▶ Exercise objective:
Rewrite the records from the line containing "Below is your input image." through the line containing "top-left (512, 251), bottom-right (597, 370)", replacing "worker" with "person" and keeping everything else unchanged. Omit the pictures from your answer.

▶ Records for processing:
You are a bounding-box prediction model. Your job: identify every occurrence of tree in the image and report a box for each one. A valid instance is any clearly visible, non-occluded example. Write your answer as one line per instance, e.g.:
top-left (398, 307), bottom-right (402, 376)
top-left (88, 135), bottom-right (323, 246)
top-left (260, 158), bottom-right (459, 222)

* * *

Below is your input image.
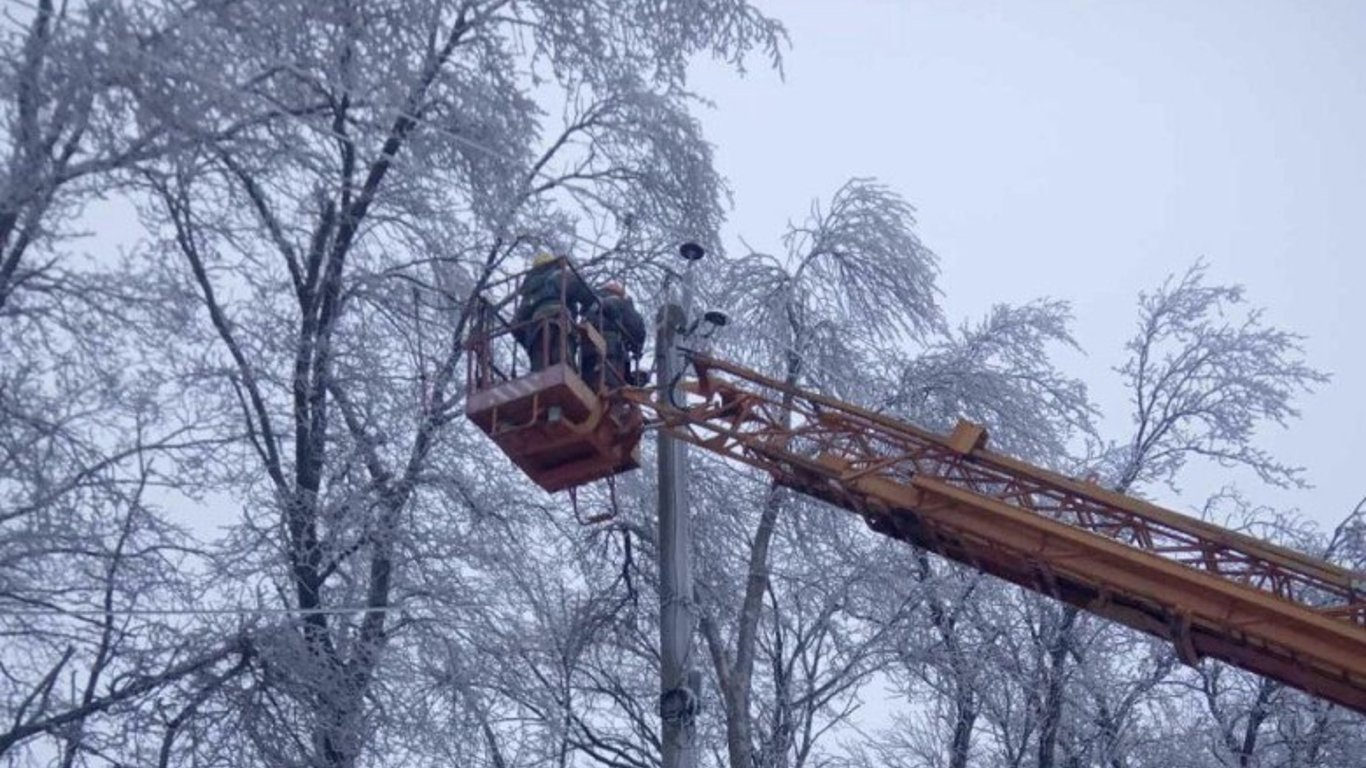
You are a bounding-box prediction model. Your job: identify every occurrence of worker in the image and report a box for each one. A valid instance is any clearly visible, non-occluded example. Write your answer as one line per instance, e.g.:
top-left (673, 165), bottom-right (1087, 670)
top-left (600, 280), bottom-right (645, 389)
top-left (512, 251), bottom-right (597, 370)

▶ Task result:
Below is your input image.
You are a bounding-box prediction model. Your job: identify every occurrence of person in the image and report a box for each one. A valid instance is any clearly visible, non-occluded example. Write your answer as one line per instance, e.g.:
top-left (673, 165), bottom-right (1087, 670)
top-left (600, 280), bottom-right (645, 389)
top-left (512, 251), bottom-right (597, 370)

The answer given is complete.